## Start RECORDS FOR THIS EXERCISE

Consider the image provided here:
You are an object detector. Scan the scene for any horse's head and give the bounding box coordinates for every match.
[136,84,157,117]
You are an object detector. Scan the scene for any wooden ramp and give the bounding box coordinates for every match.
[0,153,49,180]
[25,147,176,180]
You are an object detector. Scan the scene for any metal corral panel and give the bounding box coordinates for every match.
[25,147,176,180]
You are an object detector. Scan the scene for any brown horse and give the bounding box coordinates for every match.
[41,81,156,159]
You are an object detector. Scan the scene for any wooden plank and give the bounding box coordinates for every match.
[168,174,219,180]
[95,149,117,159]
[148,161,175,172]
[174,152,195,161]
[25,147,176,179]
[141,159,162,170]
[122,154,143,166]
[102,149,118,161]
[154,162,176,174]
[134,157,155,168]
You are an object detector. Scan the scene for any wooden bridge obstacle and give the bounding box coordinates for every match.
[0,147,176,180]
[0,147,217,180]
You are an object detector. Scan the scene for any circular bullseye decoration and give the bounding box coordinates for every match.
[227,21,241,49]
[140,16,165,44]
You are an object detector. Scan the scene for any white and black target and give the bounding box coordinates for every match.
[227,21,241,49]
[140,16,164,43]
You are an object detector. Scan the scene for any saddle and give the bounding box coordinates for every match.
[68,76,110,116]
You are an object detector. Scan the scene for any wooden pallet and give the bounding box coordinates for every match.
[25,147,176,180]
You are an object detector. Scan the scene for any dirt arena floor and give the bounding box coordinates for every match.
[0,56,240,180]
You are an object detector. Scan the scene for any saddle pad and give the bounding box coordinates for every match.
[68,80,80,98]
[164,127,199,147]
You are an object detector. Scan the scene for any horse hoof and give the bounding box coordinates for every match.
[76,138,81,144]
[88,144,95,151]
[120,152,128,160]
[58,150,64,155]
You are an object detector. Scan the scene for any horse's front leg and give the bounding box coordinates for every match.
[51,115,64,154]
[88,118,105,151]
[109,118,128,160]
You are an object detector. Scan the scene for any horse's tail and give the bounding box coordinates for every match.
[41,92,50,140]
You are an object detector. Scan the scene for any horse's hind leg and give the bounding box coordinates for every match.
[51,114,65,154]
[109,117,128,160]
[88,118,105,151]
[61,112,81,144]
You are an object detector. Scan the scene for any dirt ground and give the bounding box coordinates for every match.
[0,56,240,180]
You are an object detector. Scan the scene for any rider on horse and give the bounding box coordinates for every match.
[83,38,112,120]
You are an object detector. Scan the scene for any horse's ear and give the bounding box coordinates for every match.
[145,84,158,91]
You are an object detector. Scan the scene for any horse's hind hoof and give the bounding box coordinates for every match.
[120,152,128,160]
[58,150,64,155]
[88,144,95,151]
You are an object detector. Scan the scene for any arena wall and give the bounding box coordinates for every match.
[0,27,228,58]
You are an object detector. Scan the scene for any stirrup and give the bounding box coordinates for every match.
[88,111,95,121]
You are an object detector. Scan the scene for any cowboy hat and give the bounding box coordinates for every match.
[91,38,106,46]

## End RECORDS FOR THIS EXERCISE

> _SET TASK_: Copy out the part of the listing that starts with the line containing "You are an object detector. Scan the scene for any circular" and runs through the line containing "[140,16,164,43]", both ends included. Keep each request as it is, and raise every bounding box coordinate by 139.

> _COMPLETE ANSWER_:
You are an object detector. Scan the scene for any circular bullseye decoration and give the bounding box coordinates for every match.
[366,160,380,188]
[279,155,304,183]
You are an object detector. Scan the scene for any white and black target and give the bounding box coordinates for every match.
[366,160,380,188]
[279,155,303,182]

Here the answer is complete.